• SET EXERCISE
Only the lines from the one containing "the distant structure" through the end of the entries should be repeated, exactly as they appear, first and last included.

• Location identification entries
——

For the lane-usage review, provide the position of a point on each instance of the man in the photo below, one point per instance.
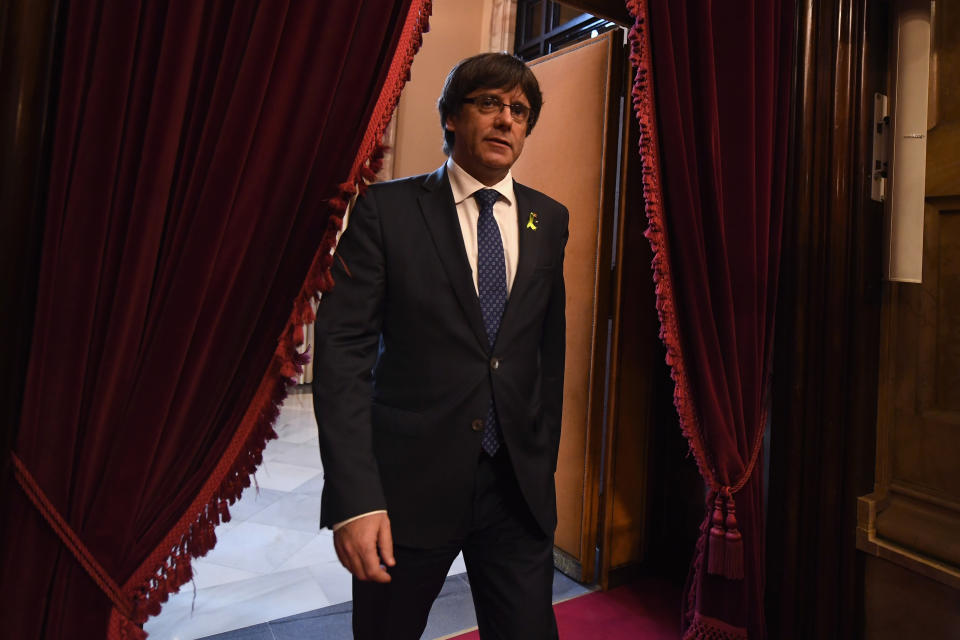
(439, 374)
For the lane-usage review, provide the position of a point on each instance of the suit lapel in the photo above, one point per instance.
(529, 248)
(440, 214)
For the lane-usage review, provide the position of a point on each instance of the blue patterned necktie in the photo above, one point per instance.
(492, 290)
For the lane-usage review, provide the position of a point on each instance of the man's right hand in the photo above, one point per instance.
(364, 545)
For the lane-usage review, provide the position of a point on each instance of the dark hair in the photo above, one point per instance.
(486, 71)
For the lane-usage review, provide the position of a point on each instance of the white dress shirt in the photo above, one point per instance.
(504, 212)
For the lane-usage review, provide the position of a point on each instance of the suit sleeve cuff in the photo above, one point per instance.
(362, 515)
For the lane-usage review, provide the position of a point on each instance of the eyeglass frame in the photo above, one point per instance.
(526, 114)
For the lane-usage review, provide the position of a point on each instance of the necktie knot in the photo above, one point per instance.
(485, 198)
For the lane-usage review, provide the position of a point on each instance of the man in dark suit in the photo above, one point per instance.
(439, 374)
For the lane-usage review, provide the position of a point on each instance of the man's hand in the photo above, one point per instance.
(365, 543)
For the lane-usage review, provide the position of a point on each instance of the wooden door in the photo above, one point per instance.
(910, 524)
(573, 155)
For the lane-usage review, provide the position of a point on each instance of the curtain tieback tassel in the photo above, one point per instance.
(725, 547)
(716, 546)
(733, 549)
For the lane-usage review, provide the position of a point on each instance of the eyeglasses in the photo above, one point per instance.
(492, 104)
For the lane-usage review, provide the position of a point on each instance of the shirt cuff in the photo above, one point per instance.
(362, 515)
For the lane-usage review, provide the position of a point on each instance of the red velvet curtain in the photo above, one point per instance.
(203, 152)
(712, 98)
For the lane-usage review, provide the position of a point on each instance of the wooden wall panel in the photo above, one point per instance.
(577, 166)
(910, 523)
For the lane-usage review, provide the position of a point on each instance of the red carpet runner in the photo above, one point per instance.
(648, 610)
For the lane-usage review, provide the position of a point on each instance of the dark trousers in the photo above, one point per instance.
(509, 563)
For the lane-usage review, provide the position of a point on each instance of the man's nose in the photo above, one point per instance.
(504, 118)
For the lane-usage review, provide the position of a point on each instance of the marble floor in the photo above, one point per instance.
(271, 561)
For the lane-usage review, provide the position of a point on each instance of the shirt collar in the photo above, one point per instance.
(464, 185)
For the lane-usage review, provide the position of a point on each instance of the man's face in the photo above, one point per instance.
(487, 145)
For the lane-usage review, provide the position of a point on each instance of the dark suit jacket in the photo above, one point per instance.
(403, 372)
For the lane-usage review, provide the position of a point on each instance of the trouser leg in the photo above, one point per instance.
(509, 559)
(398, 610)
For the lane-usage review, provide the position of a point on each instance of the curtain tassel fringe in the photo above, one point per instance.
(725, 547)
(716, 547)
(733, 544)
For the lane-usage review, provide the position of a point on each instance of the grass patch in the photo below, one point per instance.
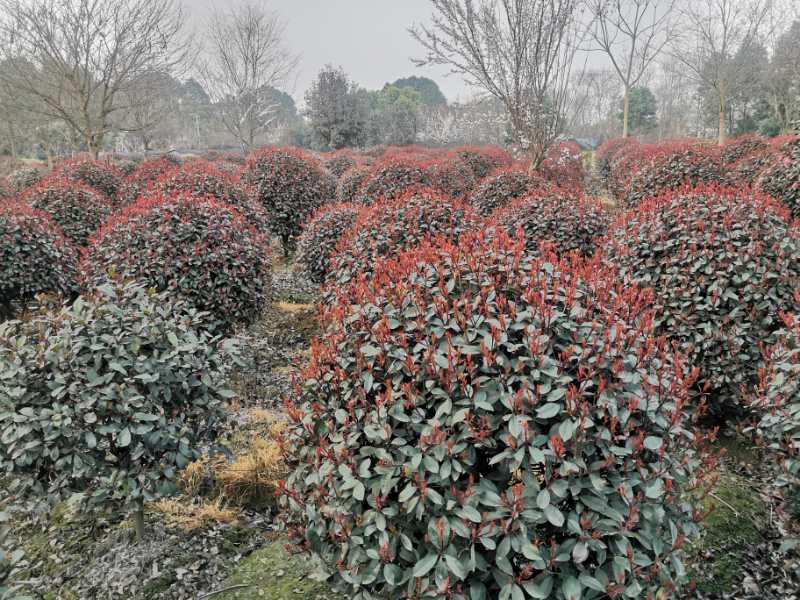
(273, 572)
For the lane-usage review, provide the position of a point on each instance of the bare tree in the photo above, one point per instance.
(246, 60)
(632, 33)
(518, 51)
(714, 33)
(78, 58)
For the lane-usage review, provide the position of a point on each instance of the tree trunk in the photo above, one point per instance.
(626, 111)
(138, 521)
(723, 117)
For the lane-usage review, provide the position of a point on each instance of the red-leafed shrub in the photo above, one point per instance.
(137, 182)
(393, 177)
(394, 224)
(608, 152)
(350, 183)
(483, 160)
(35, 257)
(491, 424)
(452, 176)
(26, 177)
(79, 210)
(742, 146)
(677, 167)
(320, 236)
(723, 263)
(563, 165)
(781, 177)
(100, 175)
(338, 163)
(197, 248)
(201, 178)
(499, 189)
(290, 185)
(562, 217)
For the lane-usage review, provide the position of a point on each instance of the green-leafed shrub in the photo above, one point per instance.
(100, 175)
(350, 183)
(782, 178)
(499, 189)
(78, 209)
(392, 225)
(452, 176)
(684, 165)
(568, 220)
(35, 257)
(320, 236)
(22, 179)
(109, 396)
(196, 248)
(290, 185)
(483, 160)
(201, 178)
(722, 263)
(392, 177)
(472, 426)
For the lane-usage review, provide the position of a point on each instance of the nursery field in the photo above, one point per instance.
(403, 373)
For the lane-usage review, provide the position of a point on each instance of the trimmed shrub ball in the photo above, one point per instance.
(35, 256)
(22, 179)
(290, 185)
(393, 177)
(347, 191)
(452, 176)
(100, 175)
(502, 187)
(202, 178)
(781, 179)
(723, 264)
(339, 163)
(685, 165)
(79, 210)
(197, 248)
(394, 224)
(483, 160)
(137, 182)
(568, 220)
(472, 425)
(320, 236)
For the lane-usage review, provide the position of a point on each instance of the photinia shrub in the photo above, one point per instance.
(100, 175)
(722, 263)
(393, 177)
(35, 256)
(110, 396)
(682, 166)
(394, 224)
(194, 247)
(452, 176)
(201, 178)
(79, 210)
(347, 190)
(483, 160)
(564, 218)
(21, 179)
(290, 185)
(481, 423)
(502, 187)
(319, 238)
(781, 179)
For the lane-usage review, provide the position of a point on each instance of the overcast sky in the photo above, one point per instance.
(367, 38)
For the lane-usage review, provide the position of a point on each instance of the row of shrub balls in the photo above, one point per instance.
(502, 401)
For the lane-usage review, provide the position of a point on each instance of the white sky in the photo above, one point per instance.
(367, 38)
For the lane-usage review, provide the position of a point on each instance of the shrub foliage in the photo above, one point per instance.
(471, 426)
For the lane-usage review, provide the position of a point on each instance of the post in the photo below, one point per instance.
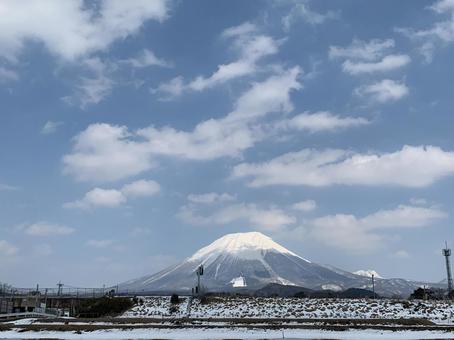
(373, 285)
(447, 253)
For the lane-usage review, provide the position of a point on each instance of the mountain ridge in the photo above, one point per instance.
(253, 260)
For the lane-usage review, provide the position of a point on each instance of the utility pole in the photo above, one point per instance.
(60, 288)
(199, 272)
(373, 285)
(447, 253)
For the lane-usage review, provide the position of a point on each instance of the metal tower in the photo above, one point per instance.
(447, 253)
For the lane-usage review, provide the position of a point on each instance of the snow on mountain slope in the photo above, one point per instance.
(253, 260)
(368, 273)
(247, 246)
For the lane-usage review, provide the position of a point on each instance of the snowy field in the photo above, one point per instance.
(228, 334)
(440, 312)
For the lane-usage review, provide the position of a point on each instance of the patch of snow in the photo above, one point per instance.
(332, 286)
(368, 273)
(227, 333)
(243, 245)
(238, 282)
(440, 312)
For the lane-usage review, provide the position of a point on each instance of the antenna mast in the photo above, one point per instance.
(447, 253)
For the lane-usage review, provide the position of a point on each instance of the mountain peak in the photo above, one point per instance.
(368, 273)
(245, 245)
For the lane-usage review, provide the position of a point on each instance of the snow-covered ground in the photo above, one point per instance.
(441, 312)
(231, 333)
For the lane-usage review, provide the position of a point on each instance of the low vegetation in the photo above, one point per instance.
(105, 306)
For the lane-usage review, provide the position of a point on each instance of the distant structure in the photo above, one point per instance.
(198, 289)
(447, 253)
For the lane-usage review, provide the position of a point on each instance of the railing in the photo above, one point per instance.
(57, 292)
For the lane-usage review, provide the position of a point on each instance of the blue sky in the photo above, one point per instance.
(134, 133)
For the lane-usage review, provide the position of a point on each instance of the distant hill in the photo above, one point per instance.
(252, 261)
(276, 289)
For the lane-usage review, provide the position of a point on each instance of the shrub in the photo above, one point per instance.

——

• WRITTEN RESPONSE
For the lane-usage review, provide the position of a point on each instance of the distant structure in the photo above, one point per instance.
(198, 289)
(447, 253)
For the lane-usage review, provide the position of a point on each instance of the railing in the photo above, one point per instance.
(57, 292)
For the lane-usage review, provide the position of a point on each instance of the blue sky in the photo above, one point per instance.
(134, 133)
For the lane-usage review, provide the position of a point on each instance of the distant hill in the photo above, one point per instance.
(252, 261)
(276, 289)
For the lane-usage review, provide the position of a point on each instance of the shrub in the photo above, one point per instance.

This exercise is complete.